Quoted passage:
+ + + +

The US Dollar has remained the default trading currency for oil and most other products while the Chinese yuan had little to do with the purchase of the world’s most traded commodity. Right about now, China Seeks Yuan Dominance In Commodities Pricing. What integrated factors qualifies the Yuan for this significant evolution? Let us see!
5 April, ADS Securities – A report issued by the strategic studies department in ADS securities points towards China’s significant evolution by moving forward to price commodities with the Yuan, in which case will strengthen its global position, not only as the world’s largest manufacturer and economy but also in controlling the pricing process in Chinese currency due to a number of integrated factors mentioned below.
China Seeks Yuan Dominance In Commodities Pricing
For starters, China took its first strategic pace on Monday, March the 26th, where it priced the shanghai oil exchange with the Yuan and 14.5 million barrels were traded on just the first day, accounting for 5% of the world’s oil trade. The US occupies 72% and London with 23%, yet yesterday this figure rose in China with more than 25 million barrels traded to reach the global share of only 8% in the first week.
The report sheds light on how China’s move will pave the way to price other raw materials and commodities, topped by gold as it holds the world’s 5th largest reserve of gold in the world by up to 1800 tons, which rose by 300% compared to 2008.

+ + + +

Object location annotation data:

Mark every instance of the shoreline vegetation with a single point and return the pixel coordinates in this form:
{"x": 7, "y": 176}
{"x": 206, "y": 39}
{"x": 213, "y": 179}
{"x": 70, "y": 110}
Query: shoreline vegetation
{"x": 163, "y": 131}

+ + + +

Aim 1: In the article on China's yuan commodity pricing, how many barrels were traded on the first day of yuan-priced oil trading in Shanghai?
Aim 2: Render every line of the listing as a Markdown table with two columns, Row and Line Text, numbering the rows and skipping blank lines.

Expected answer 1: 14.5 million barrels

Expected answer 2:
| Row | Line Text |
|---|---|
| 1 | Mark every instance of the shoreline vegetation with a single point and return the pixel coordinates in this form: |
| 2 | {"x": 7, "y": 176} |
| 3 | {"x": 206, "y": 39} |
| 4 | {"x": 213, "y": 179} |
| 5 | {"x": 70, "y": 110} |
| 6 | Query: shoreline vegetation |
| 7 | {"x": 163, "y": 131} |